DATA LISTING:
○ ○ ○ ○ ○

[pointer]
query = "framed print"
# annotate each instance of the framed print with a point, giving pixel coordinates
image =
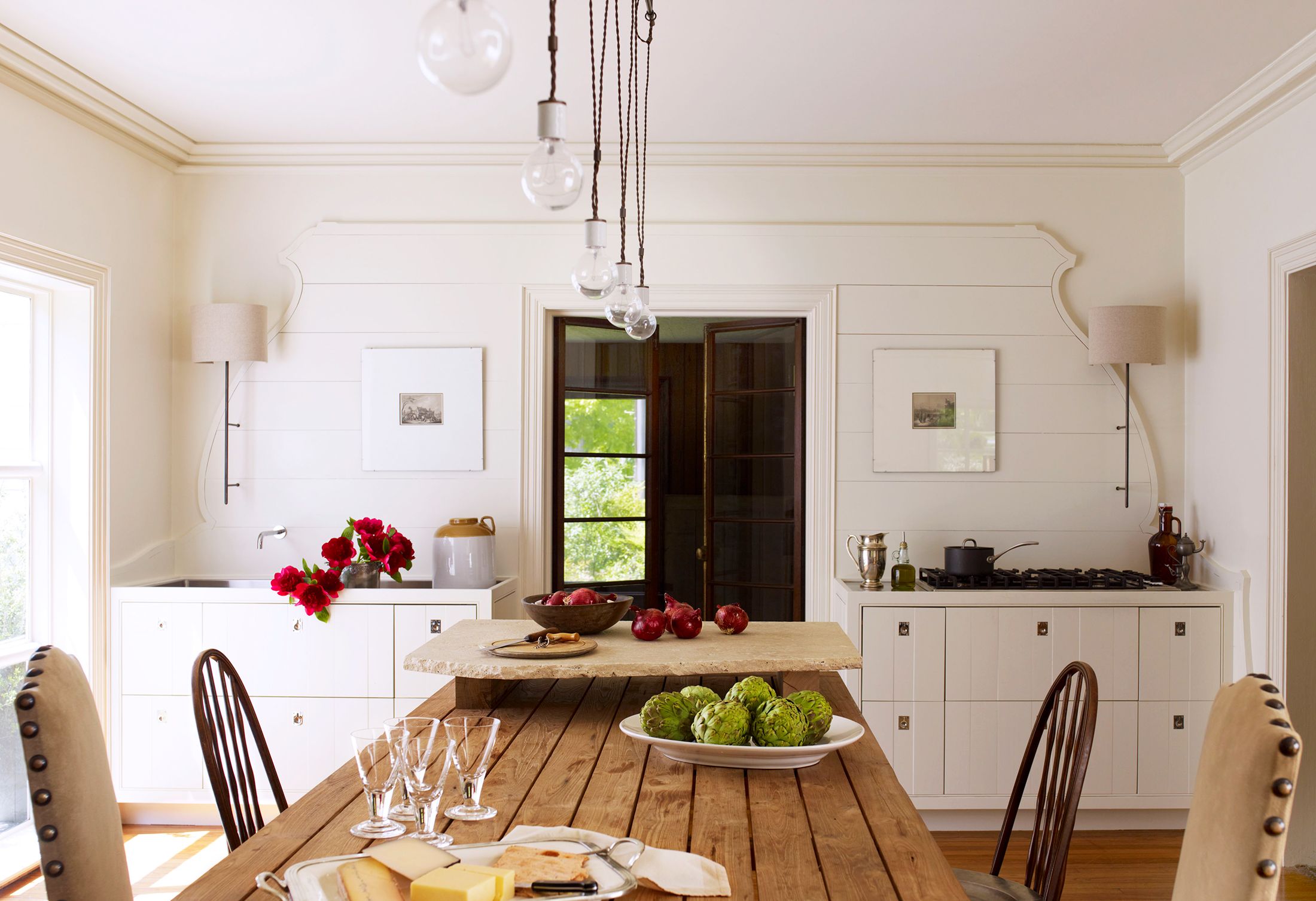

○ ○ ○ ○ ○

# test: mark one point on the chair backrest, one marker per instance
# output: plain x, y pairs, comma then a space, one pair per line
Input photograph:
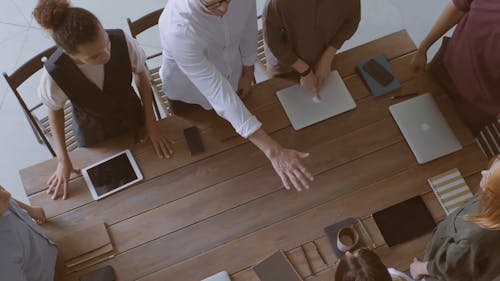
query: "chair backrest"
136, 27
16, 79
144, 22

○ ○ ○ ○ ○

WORK TO COMPLETE:
Pick out every line in the rows above that contains the string "print", and copy each of those lines. Letter case counts.

COMPLETED TASK:
query = "framed print"
# annotate each instance of the framed print with a point, giving pixel coordinates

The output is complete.